• [DIRECTIONS]:
Copy out the lines of the listing below from the line containing "In the photo above, where can the rusty" through the line containing "point(237, 205)", both included, without changing them.

• [RECORDS SUPPLIED]:
****************************************

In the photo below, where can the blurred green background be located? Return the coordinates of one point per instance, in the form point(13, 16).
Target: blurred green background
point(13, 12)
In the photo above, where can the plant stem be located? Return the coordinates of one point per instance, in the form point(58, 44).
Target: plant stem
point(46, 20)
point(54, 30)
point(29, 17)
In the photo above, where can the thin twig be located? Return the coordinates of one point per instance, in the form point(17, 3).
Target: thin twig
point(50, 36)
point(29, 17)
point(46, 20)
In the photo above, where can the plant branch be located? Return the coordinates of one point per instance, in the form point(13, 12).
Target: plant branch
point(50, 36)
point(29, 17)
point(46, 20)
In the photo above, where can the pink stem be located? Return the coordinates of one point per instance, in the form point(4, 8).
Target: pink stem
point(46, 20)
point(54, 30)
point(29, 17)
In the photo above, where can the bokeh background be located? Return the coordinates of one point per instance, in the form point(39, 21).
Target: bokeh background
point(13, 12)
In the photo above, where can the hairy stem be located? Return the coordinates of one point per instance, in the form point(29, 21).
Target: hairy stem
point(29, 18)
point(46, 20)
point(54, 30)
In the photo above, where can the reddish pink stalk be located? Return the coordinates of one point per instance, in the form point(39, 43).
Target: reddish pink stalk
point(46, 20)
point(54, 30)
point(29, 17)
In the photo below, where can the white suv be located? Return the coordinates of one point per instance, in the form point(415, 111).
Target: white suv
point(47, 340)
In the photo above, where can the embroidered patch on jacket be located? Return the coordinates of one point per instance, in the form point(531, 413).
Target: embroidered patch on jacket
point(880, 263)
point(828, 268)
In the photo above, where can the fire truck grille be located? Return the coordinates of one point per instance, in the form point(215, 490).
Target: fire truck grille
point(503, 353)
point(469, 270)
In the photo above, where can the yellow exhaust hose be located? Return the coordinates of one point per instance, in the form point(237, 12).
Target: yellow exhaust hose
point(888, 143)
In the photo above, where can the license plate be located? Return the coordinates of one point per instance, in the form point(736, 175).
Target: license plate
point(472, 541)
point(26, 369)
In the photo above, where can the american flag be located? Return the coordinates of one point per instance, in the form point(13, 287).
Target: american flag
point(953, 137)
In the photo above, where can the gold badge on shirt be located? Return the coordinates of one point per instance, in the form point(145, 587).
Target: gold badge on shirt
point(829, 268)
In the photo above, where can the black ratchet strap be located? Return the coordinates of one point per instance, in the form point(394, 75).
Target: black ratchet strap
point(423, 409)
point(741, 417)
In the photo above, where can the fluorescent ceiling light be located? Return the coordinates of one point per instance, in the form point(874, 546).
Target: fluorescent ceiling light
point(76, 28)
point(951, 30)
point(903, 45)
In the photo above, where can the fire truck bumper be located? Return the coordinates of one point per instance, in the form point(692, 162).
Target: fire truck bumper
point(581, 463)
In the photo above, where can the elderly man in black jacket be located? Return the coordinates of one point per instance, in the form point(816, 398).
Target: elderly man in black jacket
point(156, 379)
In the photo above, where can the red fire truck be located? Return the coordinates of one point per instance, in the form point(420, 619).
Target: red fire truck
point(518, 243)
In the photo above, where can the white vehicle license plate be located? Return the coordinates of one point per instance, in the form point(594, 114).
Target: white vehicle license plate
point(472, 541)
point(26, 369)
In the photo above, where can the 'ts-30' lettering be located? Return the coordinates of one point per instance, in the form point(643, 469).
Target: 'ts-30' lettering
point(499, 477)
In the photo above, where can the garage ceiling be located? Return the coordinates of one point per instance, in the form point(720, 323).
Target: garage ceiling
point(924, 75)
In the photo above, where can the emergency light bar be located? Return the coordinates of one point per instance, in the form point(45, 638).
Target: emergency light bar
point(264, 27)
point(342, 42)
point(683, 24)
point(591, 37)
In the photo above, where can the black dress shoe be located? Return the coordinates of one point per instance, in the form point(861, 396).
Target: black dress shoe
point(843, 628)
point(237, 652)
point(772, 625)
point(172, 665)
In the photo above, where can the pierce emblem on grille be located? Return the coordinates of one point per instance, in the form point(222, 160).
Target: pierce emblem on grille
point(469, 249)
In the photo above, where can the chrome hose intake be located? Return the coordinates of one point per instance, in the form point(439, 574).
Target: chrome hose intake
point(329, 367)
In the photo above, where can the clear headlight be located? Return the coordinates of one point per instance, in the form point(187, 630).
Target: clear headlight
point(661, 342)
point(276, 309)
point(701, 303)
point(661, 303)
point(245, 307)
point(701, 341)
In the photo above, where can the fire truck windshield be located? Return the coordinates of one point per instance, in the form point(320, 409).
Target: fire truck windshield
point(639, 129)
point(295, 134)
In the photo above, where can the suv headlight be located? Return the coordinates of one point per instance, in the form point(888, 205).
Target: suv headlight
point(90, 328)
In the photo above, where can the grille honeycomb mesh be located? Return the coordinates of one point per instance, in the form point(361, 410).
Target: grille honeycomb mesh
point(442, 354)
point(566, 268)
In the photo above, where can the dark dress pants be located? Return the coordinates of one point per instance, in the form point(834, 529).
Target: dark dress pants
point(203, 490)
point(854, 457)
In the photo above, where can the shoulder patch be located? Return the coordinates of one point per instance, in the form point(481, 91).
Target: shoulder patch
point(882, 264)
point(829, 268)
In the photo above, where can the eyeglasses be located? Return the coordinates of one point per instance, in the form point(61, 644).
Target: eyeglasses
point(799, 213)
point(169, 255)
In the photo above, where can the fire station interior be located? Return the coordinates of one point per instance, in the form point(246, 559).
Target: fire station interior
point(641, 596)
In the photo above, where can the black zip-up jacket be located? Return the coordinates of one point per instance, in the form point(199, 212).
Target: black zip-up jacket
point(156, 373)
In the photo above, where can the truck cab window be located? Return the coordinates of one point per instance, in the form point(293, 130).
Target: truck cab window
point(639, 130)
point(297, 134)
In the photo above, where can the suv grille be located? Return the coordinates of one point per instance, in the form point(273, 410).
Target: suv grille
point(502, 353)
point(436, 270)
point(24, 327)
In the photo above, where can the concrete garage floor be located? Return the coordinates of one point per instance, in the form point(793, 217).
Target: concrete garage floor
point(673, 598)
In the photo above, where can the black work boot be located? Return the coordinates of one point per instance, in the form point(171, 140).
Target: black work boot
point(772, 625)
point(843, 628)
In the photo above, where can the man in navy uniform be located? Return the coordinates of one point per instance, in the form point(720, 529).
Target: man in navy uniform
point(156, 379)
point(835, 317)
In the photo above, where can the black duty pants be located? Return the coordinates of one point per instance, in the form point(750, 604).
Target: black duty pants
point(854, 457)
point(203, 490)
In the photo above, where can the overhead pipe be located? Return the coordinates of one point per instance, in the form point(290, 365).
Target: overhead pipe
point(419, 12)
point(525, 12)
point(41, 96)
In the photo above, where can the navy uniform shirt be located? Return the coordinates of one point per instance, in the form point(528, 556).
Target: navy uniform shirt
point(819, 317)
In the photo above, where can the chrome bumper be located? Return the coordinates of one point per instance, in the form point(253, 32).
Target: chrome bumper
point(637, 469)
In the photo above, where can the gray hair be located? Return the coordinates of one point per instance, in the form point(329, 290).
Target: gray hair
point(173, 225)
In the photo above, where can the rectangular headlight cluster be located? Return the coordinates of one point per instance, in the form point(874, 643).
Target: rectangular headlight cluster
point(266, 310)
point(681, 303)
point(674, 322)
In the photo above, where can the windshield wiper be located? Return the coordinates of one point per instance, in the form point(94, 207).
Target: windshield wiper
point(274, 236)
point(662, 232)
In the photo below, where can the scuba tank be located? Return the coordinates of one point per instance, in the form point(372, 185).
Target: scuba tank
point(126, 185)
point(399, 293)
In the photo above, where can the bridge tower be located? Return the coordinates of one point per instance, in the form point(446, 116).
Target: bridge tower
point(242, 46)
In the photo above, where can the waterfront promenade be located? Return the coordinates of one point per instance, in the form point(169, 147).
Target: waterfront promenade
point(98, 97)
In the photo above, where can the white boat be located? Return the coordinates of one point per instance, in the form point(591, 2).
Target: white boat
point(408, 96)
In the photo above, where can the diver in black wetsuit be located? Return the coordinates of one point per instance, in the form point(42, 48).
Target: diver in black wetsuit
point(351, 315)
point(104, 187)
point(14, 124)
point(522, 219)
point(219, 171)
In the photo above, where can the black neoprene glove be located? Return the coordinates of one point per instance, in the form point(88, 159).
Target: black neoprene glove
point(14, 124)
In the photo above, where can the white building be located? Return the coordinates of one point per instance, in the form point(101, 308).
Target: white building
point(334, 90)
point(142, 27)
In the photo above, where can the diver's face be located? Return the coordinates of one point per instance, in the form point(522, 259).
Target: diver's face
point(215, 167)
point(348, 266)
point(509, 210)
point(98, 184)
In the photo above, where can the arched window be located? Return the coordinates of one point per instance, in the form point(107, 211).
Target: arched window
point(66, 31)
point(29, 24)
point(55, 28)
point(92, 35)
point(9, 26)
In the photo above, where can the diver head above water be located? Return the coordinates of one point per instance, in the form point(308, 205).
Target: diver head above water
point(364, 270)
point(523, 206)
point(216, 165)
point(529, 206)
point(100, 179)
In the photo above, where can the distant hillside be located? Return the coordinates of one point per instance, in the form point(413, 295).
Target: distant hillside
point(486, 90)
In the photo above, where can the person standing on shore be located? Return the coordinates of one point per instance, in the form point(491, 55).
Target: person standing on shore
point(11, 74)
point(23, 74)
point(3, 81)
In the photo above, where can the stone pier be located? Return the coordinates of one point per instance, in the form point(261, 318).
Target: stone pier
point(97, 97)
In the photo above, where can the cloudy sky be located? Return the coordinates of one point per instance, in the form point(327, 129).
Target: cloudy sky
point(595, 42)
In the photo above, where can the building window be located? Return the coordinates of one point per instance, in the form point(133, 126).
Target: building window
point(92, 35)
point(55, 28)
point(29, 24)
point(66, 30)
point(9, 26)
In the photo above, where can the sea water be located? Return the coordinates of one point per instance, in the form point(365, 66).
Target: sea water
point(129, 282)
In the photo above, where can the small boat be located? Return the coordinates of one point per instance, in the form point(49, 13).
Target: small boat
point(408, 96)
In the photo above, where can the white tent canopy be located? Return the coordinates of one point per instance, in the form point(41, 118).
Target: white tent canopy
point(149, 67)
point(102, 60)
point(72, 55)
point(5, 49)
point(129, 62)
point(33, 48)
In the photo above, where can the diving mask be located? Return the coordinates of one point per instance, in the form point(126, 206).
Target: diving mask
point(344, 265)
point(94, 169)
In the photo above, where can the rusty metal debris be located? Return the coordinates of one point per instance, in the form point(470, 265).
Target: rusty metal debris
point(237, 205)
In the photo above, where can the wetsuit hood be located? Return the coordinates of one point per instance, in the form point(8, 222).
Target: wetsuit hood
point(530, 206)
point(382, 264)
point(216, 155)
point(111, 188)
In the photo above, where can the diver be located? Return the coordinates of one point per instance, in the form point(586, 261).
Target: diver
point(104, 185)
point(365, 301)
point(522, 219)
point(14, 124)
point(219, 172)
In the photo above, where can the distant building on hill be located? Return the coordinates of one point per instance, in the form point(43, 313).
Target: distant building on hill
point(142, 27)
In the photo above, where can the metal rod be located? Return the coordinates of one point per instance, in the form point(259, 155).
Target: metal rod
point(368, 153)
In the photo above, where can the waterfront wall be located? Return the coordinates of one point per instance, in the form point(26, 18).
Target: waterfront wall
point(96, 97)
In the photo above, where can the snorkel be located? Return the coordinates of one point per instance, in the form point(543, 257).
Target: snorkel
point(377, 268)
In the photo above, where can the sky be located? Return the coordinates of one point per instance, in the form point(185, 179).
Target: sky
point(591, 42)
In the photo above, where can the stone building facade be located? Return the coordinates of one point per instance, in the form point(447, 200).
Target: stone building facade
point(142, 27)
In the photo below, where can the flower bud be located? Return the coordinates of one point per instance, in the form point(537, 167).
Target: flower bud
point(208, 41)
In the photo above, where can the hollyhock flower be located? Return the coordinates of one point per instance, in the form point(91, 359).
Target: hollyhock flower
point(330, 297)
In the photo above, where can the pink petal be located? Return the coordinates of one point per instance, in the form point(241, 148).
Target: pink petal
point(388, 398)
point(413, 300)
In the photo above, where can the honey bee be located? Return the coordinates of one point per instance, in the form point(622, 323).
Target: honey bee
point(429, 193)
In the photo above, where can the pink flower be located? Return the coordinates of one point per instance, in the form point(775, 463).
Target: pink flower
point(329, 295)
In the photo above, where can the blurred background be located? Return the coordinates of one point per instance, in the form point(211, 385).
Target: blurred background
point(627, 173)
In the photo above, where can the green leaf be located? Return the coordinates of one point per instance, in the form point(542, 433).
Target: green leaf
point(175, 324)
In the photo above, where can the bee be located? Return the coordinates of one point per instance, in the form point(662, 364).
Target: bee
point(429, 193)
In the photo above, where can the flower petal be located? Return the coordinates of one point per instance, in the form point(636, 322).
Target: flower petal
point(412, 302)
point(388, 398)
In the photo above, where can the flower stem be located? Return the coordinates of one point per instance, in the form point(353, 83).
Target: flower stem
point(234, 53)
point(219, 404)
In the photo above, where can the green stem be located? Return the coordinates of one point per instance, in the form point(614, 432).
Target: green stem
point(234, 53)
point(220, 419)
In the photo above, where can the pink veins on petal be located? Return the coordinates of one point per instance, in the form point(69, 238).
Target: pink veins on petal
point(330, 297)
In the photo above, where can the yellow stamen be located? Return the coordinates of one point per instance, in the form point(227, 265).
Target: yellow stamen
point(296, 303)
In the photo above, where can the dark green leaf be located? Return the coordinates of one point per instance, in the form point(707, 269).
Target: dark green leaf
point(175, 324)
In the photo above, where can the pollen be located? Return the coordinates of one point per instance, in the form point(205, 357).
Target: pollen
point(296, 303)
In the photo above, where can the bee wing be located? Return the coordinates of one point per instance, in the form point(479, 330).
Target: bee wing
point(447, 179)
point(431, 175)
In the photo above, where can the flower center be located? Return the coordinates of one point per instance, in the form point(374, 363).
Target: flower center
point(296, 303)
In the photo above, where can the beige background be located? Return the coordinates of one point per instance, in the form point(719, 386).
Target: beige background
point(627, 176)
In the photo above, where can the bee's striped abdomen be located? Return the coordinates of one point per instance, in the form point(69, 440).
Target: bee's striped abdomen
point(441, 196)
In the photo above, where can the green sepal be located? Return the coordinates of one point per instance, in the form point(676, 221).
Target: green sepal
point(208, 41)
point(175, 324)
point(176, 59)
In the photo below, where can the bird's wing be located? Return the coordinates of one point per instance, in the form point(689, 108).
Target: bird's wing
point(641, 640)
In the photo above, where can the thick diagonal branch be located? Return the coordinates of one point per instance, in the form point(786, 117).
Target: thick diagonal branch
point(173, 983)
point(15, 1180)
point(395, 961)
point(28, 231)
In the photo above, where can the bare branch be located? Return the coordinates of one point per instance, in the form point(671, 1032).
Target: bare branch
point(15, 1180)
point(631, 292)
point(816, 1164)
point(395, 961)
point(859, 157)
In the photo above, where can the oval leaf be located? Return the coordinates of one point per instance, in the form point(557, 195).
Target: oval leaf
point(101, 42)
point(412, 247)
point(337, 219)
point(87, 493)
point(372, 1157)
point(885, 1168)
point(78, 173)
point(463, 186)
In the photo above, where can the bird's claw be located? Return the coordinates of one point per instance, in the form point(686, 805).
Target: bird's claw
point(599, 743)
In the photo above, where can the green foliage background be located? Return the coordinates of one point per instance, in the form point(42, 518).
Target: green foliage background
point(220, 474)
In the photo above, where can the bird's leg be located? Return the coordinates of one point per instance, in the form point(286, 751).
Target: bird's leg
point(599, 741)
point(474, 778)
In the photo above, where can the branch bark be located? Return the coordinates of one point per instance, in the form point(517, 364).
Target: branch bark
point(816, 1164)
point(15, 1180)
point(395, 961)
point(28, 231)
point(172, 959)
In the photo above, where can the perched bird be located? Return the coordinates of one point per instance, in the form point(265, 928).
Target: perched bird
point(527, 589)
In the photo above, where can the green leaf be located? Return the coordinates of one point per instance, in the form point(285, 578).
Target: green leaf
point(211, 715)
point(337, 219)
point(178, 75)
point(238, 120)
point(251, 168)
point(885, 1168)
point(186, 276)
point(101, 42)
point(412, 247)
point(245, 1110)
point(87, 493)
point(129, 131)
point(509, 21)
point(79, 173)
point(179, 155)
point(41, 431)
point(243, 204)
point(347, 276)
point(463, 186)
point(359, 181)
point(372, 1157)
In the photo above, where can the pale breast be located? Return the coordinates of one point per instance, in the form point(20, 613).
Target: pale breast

****************************************

• [SOLUTION TO THIS TASK]:
In the photo above, where can the rusty metal debris be located? Return the coordinates of one point per instance, in the form point(470, 265).
Target: rusty metal debris
point(237, 205)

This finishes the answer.